DATASET RECORDS:
::::::::::
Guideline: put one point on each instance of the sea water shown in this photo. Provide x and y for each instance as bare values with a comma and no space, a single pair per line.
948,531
::::::::::
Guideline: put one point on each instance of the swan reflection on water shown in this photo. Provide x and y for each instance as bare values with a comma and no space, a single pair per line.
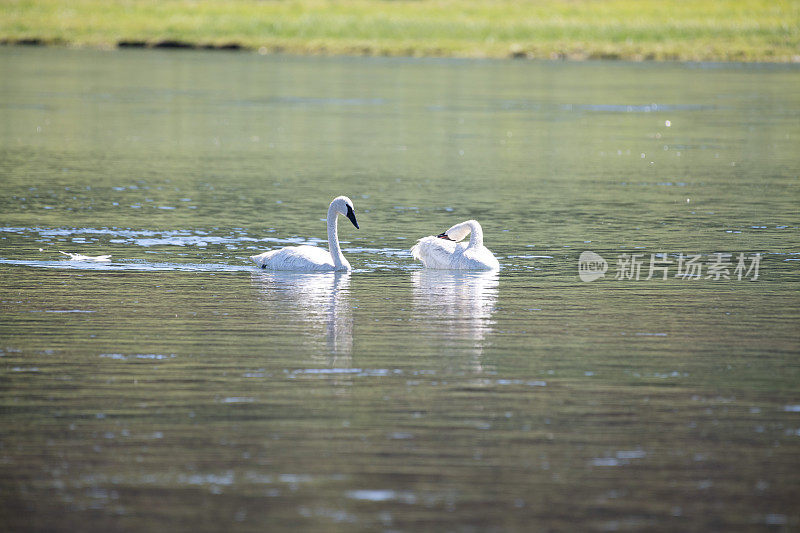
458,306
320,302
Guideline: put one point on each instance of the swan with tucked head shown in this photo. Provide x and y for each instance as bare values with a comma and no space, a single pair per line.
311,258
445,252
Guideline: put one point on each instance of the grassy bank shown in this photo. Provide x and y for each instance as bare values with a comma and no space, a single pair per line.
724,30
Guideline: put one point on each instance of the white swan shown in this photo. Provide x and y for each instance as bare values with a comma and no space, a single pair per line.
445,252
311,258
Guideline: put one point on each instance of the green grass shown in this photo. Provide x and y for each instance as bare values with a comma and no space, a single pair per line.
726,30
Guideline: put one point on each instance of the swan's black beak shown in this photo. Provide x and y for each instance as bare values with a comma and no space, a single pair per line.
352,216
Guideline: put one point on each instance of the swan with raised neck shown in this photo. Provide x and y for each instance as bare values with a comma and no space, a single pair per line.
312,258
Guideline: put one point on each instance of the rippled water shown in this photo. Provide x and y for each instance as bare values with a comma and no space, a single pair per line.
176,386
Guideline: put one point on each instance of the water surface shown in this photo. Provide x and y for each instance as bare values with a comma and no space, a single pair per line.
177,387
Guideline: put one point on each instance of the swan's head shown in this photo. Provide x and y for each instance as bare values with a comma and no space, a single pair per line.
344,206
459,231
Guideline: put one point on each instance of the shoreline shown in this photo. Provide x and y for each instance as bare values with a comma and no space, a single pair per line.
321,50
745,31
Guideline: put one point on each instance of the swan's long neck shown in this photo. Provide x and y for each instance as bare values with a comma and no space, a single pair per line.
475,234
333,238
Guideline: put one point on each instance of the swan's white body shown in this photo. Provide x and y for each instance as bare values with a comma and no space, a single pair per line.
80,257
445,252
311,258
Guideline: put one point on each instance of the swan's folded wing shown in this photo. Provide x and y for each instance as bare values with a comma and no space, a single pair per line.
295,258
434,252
::::::::::
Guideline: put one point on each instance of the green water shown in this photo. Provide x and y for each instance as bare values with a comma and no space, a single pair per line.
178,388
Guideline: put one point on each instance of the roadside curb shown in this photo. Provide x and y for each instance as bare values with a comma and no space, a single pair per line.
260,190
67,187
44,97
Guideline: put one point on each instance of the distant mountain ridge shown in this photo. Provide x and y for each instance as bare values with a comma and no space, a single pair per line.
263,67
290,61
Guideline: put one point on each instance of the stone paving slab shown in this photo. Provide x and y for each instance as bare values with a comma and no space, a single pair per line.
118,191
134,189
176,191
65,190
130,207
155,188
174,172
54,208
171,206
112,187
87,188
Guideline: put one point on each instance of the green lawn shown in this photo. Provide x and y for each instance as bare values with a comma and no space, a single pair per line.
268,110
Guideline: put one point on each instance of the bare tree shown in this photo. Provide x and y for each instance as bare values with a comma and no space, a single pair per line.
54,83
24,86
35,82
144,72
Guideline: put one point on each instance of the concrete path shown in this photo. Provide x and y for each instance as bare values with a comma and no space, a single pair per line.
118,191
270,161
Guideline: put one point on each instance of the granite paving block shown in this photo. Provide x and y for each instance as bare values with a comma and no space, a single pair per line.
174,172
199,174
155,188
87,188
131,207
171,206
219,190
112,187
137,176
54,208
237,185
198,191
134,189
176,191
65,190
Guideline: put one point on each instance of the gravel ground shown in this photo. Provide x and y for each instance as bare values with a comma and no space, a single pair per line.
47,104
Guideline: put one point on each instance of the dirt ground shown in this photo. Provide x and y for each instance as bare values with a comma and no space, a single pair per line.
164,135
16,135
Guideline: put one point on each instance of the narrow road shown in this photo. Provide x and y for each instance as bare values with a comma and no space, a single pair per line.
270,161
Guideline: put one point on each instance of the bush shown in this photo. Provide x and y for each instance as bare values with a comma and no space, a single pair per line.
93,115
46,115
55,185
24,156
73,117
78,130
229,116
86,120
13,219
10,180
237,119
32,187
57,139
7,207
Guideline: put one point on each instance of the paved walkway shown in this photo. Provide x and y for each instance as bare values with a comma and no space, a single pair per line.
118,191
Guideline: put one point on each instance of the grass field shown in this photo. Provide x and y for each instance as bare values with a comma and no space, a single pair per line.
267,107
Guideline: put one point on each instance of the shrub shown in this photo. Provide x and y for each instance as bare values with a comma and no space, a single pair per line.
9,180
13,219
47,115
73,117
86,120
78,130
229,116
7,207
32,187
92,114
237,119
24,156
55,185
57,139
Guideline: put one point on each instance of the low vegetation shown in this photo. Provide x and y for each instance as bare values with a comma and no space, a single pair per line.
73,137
::::::::::
DESCRIPTION OF THE TASK: Display each line of the items above that contains the string "water".

EXERCISE OUTPUT:
Guideline: put one point on each instance of the sea water shown in this photo. Provide x and y for each instance as bare values with a comma and no space, a single pair per line.
Guideline: put one point on each instance of the swan reflection on water shown in this photo. Provide x and y for each instance as bare values with a comma and no space, a single pair per line.
Guideline: put one point on each instance of the rippled water shown in this photo. Provide x and y for each instance as bare values with a comma and no space, a single pair per line.
Guideline: put one point on each instance of the water surface shown in this photo. Provide x and y for each instance as bare values with a comma and no space, a single pair per line.
Guideline: put one point on each instance of the green water shown in this photo. Provide x and y for each instance as bare values with a comma and no space, a single pair per line.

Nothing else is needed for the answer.